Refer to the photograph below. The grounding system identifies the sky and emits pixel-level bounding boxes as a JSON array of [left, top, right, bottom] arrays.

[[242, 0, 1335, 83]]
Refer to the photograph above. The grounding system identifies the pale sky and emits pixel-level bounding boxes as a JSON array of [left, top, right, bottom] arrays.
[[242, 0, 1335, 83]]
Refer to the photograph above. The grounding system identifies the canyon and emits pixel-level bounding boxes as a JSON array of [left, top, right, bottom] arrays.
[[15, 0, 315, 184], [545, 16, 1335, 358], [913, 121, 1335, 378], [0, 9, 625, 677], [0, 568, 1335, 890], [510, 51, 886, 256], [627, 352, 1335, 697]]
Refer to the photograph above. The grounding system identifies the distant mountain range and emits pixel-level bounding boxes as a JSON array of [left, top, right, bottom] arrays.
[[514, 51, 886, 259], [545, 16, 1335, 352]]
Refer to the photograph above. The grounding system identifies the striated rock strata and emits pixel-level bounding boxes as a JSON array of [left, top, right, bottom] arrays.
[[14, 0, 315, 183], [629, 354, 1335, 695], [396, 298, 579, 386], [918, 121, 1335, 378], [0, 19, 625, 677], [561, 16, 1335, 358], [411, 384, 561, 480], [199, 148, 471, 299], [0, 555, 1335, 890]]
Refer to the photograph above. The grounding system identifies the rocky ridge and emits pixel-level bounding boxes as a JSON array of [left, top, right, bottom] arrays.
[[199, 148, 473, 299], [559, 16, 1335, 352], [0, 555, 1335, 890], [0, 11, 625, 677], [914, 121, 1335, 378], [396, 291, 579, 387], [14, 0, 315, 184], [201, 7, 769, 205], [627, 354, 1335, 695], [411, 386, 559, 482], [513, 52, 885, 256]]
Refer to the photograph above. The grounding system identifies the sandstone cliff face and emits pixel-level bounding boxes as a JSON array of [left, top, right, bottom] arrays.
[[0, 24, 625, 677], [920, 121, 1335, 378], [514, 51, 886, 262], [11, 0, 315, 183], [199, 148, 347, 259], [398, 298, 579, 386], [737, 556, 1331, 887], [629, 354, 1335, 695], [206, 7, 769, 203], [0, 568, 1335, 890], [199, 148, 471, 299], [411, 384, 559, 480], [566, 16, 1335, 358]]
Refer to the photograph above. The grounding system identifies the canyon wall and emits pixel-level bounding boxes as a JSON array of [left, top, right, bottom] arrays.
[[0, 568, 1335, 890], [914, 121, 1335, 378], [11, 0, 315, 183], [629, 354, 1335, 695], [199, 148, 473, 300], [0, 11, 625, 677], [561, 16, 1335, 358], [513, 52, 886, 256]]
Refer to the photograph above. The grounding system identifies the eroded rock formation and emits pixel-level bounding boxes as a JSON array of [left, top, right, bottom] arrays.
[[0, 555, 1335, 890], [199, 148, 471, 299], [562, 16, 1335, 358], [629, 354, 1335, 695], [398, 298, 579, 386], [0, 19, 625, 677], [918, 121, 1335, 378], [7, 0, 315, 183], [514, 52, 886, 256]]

______

» TASK BRIEF
Set down each entry again, unchanged.

» ANSWER TO THIS EXERCISE
Refer to the photograph below. The grounding system identifies the sky and emits pixel-level bounding boxes as a JSON array of [left, top, right, bottom] arrays.

[[242, 0, 1335, 83]]
Refer to the photograph above. The grounding system identifies the pale sky and emits pixel-level bounding boxes as a JSON array of [left, top, right, bottom] arrays.
[[242, 0, 1335, 83]]
Refer to the photograph above. The grounding system identifies the canyon and emits pixel-level bounding boxes as a JSON array of [left, top, right, bottom] arrays.
[[15, 0, 315, 184], [545, 16, 1335, 358], [913, 121, 1335, 378], [0, 9, 625, 677], [0, 568, 1335, 890], [510, 51, 886, 256], [627, 352, 1335, 697]]
Refer to the photograph above. The grounding system identifies the distant mountain range and emits pixel-level bounding boxes as a JSON array of [left, top, right, bottom] arrays.
[[514, 51, 886, 259], [545, 16, 1335, 352]]
Refer to the photograph above. The grounding system identifies the striated rock strata and emits pixel-level bounding boxes as a JSON array of [left, top, right, bottom] arrays.
[[14, 0, 315, 183], [629, 354, 1335, 695], [396, 298, 579, 386], [918, 121, 1335, 378], [0, 19, 625, 677], [561, 16, 1335, 358], [411, 384, 561, 480], [199, 148, 471, 299], [0, 555, 1335, 890]]
Refer to the photograph above. The grounding system identifies the rocky ridge and emits pixel-level bounding boxes as a JSON array of [left, top, right, bottom] arrays.
[[199, 148, 473, 299], [559, 16, 1335, 352], [0, 555, 1335, 890], [0, 11, 625, 677], [914, 121, 1335, 378], [396, 291, 579, 387], [14, 0, 315, 184], [201, 7, 769, 205], [627, 354, 1335, 695], [411, 386, 559, 482], [513, 52, 885, 256]]
Refer to the photograph above. The grounding system identifies the sandstone cliff face and emits pixel-level bounding boxes as a JSON array of [left, top, right, bottom] arrays.
[[0, 24, 625, 677], [920, 121, 1335, 378], [514, 51, 886, 262], [11, 0, 315, 183], [199, 148, 347, 259], [398, 298, 579, 386], [737, 556, 1331, 887], [629, 354, 1335, 695], [206, 7, 769, 203], [0, 568, 1335, 890], [199, 148, 471, 299], [411, 384, 559, 480], [566, 16, 1335, 358]]
Refer to the photograph above. The grounding system identifies the canyon wall and emits pixel-level bounding boxes as a JSON array of [left, top, right, bottom] arrays.
[[0, 568, 1335, 890], [914, 121, 1335, 378], [11, 0, 315, 183], [629, 354, 1335, 695], [199, 148, 473, 300], [0, 11, 625, 677], [561, 16, 1335, 358], [513, 52, 886, 256]]
Refer to the photograph above. The grounding system identifies the eroded rock formation and emits pixel-level bounding boxes as a JSON array of [left, top, right, bottom] arrays.
[[0, 555, 1335, 890], [199, 148, 471, 299], [562, 16, 1335, 358], [629, 354, 1335, 695], [398, 298, 579, 386], [0, 19, 625, 677], [918, 121, 1335, 378], [7, 0, 315, 183], [514, 52, 886, 256]]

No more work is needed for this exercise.